• [QUESTIONS TO ANSWER]:
1. List each component that the B2Gold expansion passage says the processing upgrade would cover.
2. Carry on with the B2Gold expansion passage, picking up right after its final sentence.

• [DOCUMENT EXCERPT]:
..........
The expansion study preliminary economic analysis showed the company could increase throughput to 7.5 Mt/y, from the current 6 Mt/y base rate, by injecting just under $50 million over a period of some 18 months for processing expansion and upgrades.

As currently envisioned, the processing upgrade would focus on increased ball mill power, with upgrades to other components including a new cyclone classification system, pebble crushers, and additional leach capacity to support the higher throughput and increase operability.

“Critical path items include ball mill motors and the lime slaker, both of which will be commissioned in Q3 (September quarter) 2020,” B2Gold said.

“In parallel with the expansion, B2Gold is studying the addition of a solar power plant, which would reduce operating costs and greenhouse gas emissions. The current on-site power plant has sufficient capacity to support the expanded processing throughput, with or without the solar plant.”

On top of this, the company would need to invest in its mining fleet.

The current mining fleet consists of four Caterpillar 6020B excavators with haul trucks, drills, and support equipment to match, and mines an average of 36 Mt/y. The Whittle study results currently indicate mining production rates ranging from 54 Mt/y to 76 Mt/y are optimal to support the expanded processing rates over the life of mine and optimise head grade during the period 2020-2024.

B2Gold said: “Increased production will be achieved with the addition of two to four excavators with corresponding trucks, drills, and support equipment. Large front-end loaders would also be included to maintain fleet flexibility.
..........
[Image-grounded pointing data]
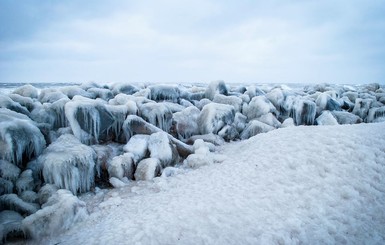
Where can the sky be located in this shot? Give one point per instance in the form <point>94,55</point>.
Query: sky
<point>175,41</point>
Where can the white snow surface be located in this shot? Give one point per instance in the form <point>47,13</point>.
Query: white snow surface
<point>305,184</point>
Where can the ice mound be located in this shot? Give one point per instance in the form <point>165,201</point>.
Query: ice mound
<point>69,164</point>
<point>59,213</point>
<point>20,139</point>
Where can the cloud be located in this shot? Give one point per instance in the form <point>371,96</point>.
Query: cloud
<point>183,41</point>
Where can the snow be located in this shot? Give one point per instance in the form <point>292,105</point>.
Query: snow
<point>297,185</point>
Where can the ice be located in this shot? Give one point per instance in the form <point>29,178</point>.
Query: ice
<point>9,171</point>
<point>59,213</point>
<point>255,127</point>
<point>214,117</point>
<point>15,203</point>
<point>161,148</point>
<point>20,139</point>
<point>122,166</point>
<point>138,146</point>
<point>25,182</point>
<point>164,92</point>
<point>216,87</point>
<point>344,117</point>
<point>27,91</point>
<point>10,225</point>
<point>69,164</point>
<point>259,106</point>
<point>304,112</point>
<point>147,169</point>
<point>229,100</point>
<point>157,114</point>
<point>326,118</point>
<point>376,115</point>
<point>186,122</point>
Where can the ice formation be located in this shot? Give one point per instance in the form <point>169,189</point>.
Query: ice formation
<point>69,164</point>
<point>20,139</point>
<point>59,213</point>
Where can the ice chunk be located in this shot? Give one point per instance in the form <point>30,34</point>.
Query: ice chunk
<point>255,127</point>
<point>69,164</point>
<point>214,117</point>
<point>147,169</point>
<point>161,148</point>
<point>186,122</point>
<point>122,166</point>
<point>15,203</point>
<point>326,118</point>
<point>229,100</point>
<point>25,182</point>
<point>138,146</point>
<point>216,87</point>
<point>376,114</point>
<point>27,91</point>
<point>164,92</point>
<point>10,225</point>
<point>19,137</point>
<point>259,106</point>
<point>157,114</point>
<point>9,171</point>
<point>304,112</point>
<point>60,212</point>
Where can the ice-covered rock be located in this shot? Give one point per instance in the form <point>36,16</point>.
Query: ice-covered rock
<point>20,139</point>
<point>161,148</point>
<point>216,87</point>
<point>257,107</point>
<point>10,225</point>
<point>15,203</point>
<point>214,117</point>
<point>344,117</point>
<point>255,127</point>
<point>186,122</point>
<point>59,213</point>
<point>9,171</point>
<point>69,164</point>
<point>137,146</point>
<point>122,166</point>
<point>326,118</point>
<point>304,112</point>
<point>148,169</point>
<point>157,114</point>
<point>27,91</point>
<point>376,114</point>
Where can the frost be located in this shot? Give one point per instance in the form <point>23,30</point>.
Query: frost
<point>69,164</point>
<point>214,117</point>
<point>147,169</point>
<point>61,211</point>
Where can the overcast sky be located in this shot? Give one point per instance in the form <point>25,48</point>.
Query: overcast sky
<point>192,41</point>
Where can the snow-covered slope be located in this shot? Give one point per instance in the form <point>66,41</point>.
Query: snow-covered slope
<point>306,184</point>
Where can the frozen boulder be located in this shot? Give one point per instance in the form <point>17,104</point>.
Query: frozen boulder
<point>214,117</point>
<point>69,164</point>
<point>186,122</point>
<point>27,91</point>
<point>157,114</point>
<point>216,87</point>
<point>326,118</point>
<point>161,148</point>
<point>20,139</point>
<point>344,117</point>
<point>255,127</point>
<point>137,146</point>
<point>10,225</point>
<point>59,213</point>
<point>148,169</point>
<point>122,166</point>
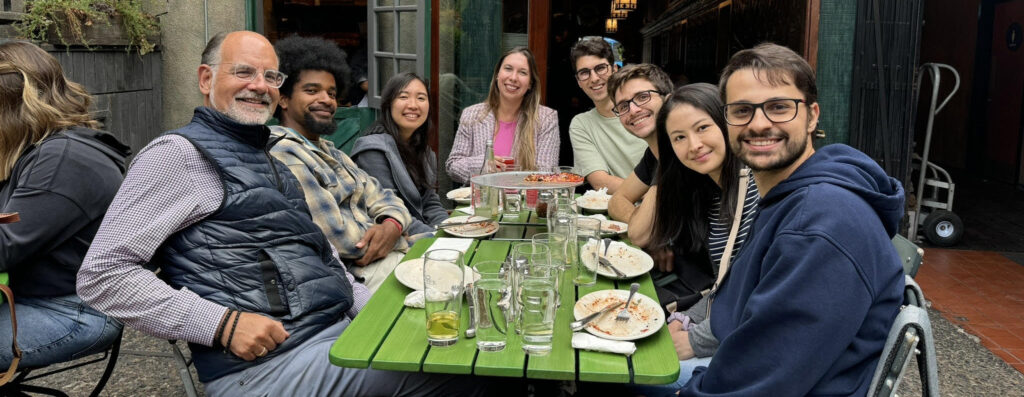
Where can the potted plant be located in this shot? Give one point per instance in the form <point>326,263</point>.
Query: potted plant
<point>88,23</point>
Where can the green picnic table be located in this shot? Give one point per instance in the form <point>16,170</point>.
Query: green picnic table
<point>389,336</point>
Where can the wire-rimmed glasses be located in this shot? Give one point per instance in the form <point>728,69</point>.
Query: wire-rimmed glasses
<point>777,111</point>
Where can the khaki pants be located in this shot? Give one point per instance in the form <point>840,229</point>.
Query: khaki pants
<point>375,273</point>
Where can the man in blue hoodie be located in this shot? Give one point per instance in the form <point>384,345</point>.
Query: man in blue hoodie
<point>808,303</point>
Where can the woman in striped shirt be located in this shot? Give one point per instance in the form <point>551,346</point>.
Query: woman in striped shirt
<point>696,203</point>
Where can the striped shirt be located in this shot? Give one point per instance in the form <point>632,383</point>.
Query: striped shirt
<point>170,186</point>
<point>719,231</point>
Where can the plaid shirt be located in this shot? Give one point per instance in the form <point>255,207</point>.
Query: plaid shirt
<point>343,200</point>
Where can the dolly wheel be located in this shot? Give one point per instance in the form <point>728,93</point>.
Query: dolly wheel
<point>943,228</point>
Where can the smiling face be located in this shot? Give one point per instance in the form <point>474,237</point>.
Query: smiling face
<point>310,108</point>
<point>245,101</point>
<point>513,77</point>
<point>639,120</point>
<point>595,86</point>
<point>411,107</point>
<point>764,145</point>
<point>696,140</point>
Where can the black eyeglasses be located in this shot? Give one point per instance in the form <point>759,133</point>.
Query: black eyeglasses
<point>600,70</point>
<point>639,99</point>
<point>244,72</point>
<point>777,111</point>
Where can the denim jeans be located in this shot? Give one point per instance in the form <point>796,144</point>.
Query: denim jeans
<point>54,329</point>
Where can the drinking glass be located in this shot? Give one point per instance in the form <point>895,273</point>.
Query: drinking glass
<point>524,257</point>
<point>443,275</point>
<point>588,231</point>
<point>538,317</point>
<point>489,295</point>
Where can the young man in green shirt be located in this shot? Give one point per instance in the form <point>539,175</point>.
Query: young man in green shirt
<point>605,152</point>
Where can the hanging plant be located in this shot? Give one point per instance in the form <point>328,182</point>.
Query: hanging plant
<point>73,21</point>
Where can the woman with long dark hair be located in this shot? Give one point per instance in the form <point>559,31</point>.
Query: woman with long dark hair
<point>59,174</point>
<point>512,117</point>
<point>394,150</point>
<point>698,189</point>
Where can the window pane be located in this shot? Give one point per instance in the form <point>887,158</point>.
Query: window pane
<point>385,32</point>
<point>407,65</point>
<point>385,68</point>
<point>408,33</point>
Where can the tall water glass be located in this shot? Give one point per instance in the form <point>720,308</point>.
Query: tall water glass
<point>538,318</point>
<point>489,296</point>
<point>588,232</point>
<point>524,257</point>
<point>443,275</point>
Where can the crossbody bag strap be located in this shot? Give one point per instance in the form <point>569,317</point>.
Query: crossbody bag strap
<point>737,218</point>
<point>6,377</point>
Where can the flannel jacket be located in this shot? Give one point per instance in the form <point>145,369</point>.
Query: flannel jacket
<point>343,200</point>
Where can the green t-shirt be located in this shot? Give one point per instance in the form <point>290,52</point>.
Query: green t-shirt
<point>601,143</point>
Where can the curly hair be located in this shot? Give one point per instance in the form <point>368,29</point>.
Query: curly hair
<point>36,100</point>
<point>310,53</point>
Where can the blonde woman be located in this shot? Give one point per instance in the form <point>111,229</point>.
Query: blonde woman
<point>60,174</point>
<point>512,116</point>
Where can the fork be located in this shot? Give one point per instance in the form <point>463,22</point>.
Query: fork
<point>624,315</point>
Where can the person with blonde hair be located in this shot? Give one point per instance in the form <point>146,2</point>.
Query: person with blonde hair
<point>513,117</point>
<point>59,174</point>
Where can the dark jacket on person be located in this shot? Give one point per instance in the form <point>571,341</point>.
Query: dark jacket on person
<point>260,252</point>
<point>377,153</point>
<point>808,304</point>
<point>60,187</point>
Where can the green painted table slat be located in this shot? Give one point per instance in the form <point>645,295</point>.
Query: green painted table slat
<point>599,366</point>
<point>394,338</point>
<point>358,343</point>
<point>652,363</point>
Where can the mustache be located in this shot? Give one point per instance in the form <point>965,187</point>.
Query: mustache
<point>248,94</point>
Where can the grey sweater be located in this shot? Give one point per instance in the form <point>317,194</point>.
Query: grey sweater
<point>378,156</point>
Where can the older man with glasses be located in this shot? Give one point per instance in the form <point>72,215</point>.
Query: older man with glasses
<point>246,276</point>
<point>604,151</point>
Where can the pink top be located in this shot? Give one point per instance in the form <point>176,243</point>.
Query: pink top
<point>505,138</point>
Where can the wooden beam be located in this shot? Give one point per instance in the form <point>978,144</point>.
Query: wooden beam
<point>540,27</point>
<point>811,36</point>
<point>435,6</point>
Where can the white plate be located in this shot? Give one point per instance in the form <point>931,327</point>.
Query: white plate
<point>609,227</point>
<point>460,195</point>
<point>593,203</point>
<point>646,315</point>
<point>629,260</point>
<point>410,273</point>
<point>471,231</point>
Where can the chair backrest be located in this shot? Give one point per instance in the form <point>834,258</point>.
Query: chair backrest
<point>909,337</point>
<point>909,254</point>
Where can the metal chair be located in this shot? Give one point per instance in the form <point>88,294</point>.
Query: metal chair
<point>909,337</point>
<point>909,254</point>
<point>17,386</point>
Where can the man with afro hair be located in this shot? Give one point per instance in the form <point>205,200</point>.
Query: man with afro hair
<point>363,220</point>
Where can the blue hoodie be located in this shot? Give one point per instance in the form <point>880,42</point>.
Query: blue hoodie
<point>808,303</point>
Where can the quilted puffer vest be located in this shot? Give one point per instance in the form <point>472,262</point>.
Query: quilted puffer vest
<point>260,252</point>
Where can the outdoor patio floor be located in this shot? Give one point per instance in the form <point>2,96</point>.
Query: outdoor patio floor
<point>981,292</point>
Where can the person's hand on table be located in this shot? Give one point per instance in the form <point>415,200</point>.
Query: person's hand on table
<point>255,335</point>
<point>663,259</point>
<point>681,340</point>
<point>379,240</point>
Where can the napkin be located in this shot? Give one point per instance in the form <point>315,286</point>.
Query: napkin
<point>461,245</point>
<point>415,299</point>
<point>586,341</point>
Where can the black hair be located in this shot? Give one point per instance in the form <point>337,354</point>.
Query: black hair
<point>415,151</point>
<point>686,194</point>
<point>296,54</point>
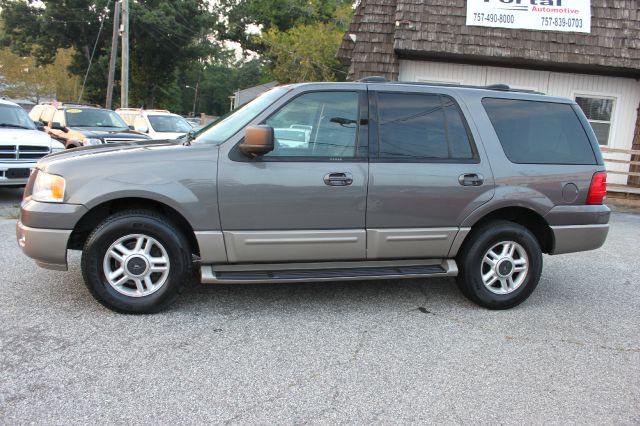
..........
• [RESULTS FOR EACH TASK]:
1. Increased ball mill power, a new cyclone classification system, pebble crushers, and additional leach capacity.

2.
“Mine fleet expansion timing and scale will be optimised during Q2 (June quarter) 2019 and will generally be equipment loan/lease financed over a five-year period. The study has included $28 million for expansion to 54 Mt/y and an additional $28 million (for a total of $56 million) to go to 76 Mt/y.

“In parallel with the Whittle study, B2Gold is reviewing in-pit crushing and conveying as a means to reduce operating costs and potentially implement tailings and waste co-disposal at the Fekola mine.”

The expansion study estimated optimised that the life of mine could extend into 2030, including significant estimated increases in average annual gold production to over 550,000 oz/y during the five-year period 2020-2024 and over 400,000 oz/y over the life of mine (2019-2030).

This would see an increase in project net present value of approximately $500 million versus the comparable amounts in the company’s latest AIF mineral reserve life of mine model based on a $1,300/oz gold price and a discount rate of 5%.